### Exercise description:
Nothing but the lines from the one with "Task: locate the crowd" to the final line should be returned, each exactly as it appears.
◇ ◇ ◇ ◇ ◇
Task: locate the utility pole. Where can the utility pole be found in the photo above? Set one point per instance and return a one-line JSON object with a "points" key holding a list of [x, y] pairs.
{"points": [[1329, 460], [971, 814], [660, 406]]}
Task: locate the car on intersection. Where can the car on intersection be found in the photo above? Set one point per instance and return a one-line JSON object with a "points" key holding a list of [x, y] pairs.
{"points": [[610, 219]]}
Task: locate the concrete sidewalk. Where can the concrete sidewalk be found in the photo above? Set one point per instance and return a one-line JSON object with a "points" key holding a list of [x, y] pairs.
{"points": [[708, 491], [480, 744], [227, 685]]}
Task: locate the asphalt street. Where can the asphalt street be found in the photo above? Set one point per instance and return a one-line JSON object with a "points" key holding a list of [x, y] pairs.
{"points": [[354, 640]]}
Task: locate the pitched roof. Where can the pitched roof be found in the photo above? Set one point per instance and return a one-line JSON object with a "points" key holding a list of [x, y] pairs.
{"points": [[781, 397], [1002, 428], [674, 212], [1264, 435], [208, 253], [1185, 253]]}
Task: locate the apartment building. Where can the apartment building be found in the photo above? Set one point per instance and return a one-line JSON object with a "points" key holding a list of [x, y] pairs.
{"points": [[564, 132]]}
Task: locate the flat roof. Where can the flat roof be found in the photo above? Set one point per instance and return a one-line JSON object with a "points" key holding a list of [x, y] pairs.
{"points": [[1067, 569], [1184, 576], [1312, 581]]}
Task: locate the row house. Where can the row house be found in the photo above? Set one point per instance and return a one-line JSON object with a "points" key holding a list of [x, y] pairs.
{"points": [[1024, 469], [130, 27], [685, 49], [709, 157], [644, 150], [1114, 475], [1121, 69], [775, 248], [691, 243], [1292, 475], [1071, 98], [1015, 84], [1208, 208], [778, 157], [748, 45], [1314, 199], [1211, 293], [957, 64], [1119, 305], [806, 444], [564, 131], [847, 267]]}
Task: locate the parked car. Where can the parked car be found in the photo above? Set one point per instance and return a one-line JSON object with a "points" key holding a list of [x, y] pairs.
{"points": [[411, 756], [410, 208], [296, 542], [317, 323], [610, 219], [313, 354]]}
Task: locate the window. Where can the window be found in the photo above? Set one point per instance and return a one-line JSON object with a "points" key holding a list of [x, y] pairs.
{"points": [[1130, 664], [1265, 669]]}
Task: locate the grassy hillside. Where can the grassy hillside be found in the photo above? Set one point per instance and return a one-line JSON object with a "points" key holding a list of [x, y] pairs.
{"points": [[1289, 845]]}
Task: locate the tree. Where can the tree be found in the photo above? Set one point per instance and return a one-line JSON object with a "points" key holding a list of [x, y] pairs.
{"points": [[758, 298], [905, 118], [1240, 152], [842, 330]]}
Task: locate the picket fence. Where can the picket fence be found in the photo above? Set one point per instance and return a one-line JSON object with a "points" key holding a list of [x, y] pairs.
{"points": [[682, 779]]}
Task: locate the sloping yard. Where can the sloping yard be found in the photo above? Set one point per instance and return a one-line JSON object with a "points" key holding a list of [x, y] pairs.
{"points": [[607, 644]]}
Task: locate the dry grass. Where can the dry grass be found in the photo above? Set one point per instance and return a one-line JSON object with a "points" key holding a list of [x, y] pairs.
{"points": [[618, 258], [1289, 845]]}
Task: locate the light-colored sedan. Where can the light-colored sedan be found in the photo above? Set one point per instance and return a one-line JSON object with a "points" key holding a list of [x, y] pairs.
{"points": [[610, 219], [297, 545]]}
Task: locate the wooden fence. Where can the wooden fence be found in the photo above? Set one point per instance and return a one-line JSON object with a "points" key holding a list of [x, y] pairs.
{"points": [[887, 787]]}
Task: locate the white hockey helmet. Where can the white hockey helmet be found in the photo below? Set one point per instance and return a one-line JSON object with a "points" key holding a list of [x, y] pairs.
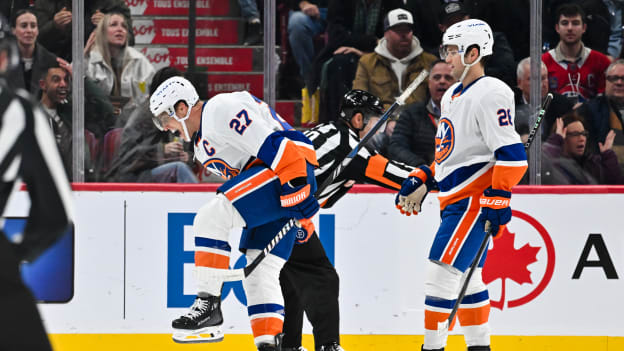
{"points": [[166, 96], [466, 33]]}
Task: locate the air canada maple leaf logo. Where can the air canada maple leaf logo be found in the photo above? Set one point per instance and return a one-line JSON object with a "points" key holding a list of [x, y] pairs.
{"points": [[512, 258]]}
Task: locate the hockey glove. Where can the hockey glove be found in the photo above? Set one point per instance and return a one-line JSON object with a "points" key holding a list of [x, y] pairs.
{"points": [[495, 209], [413, 191], [304, 233], [296, 195]]}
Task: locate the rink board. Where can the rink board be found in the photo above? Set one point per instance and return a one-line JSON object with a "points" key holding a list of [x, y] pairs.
{"points": [[563, 262]]}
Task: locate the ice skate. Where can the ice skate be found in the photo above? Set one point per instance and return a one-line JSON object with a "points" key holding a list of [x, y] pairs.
{"points": [[201, 324]]}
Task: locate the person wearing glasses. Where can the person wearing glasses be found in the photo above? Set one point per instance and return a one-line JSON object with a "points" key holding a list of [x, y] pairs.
{"points": [[604, 112], [566, 149]]}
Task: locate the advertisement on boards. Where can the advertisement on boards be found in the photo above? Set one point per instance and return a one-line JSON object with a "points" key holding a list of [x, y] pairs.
{"points": [[555, 271]]}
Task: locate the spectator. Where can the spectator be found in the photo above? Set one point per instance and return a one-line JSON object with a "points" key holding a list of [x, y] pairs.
{"points": [[55, 93], [604, 112], [426, 23], [9, 8], [253, 25], [604, 24], [306, 21], [413, 139], [148, 155], [501, 63], [558, 106], [55, 19], [574, 70], [120, 70], [303, 25], [34, 58], [397, 60], [566, 148], [353, 29]]}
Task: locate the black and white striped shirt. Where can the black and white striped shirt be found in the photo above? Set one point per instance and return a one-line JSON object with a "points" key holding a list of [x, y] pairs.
{"points": [[333, 142], [28, 152]]}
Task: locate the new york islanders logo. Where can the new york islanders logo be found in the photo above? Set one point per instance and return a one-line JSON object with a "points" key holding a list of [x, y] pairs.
{"points": [[224, 170], [445, 140]]}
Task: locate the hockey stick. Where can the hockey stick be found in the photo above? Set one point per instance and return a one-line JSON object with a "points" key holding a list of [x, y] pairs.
{"points": [[444, 325], [399, 101], [230, 275]]}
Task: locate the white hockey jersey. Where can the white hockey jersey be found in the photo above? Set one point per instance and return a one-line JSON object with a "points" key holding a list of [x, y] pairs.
{"points": [[235, 127], [476, 142]]}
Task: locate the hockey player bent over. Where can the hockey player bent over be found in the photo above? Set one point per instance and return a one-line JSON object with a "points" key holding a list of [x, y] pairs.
{"points": [[478, 159], [270, 168]]}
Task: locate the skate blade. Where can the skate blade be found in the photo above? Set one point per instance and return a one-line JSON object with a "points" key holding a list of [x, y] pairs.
{"points": [[205, 335]]}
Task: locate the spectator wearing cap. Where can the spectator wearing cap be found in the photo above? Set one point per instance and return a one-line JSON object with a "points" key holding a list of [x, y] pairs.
{"points": [[396, 61], [425, 14], [353, 29], [413, 139], [501, 64]]}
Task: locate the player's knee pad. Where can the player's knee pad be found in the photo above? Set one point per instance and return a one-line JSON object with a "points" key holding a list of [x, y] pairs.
{"points": [[476, 283], [215, 219], [442, 280], [262, 286]]}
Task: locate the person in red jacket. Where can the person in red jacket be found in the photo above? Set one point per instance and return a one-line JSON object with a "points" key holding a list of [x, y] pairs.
{"points": [[574, 70]]}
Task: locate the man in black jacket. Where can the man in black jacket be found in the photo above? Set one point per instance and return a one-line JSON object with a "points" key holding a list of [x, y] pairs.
{"points": [[30, 155], [412, 141]]}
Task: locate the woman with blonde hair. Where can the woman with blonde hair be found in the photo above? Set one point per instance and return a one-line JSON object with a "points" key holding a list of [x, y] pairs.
{"points": [[120, 70]]}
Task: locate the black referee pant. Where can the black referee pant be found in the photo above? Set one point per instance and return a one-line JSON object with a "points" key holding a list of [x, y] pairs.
{"points": [[310, 283], [22, 329]]}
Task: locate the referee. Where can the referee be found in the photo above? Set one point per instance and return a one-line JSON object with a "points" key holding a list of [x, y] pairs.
{"points": [[27, 152], [309, 281]]}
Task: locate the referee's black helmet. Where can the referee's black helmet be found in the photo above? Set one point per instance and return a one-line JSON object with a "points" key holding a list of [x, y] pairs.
{"points": [[361, 101]]}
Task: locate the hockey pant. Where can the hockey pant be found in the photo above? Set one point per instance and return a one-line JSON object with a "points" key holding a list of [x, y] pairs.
{"points": [[310, 283], [453, 250], [22, 327], [250, 200]]}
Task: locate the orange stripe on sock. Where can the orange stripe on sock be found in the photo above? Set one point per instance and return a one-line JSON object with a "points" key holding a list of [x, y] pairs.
{"points": [[432, 318], [376, 167], [461, 232], [212, 260], [473, 316], [266, 326]]}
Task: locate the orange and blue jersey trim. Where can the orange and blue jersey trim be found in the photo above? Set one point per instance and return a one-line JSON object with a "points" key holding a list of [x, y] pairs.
{"points": [[511, 164], [249, 185], [465, 182], [287, 153], [212, 253], [460, 234], [474, 309]]}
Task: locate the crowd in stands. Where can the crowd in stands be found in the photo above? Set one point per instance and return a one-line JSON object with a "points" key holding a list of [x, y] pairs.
{"points": [[378, 46]]}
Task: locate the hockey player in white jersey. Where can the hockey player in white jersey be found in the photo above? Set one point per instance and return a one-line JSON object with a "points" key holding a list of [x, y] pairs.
◇ ◇ ◇ ◇ ◇
### Expected answer:
Task: locate the crowd in stands. Where can the crowd in stands be found in the photo above? Set one point per instance and return a one-line JSON object with a "points" key holding a list of [x, y] pairs.
{"points": [[378, 46]]}
Task: locate the hockey player in white jersey. Where can the hockey player in white jersey be found in the photo above? Set one point per instance and return a one-line JSON object with a "points" key holding a list of [x, y] pairs.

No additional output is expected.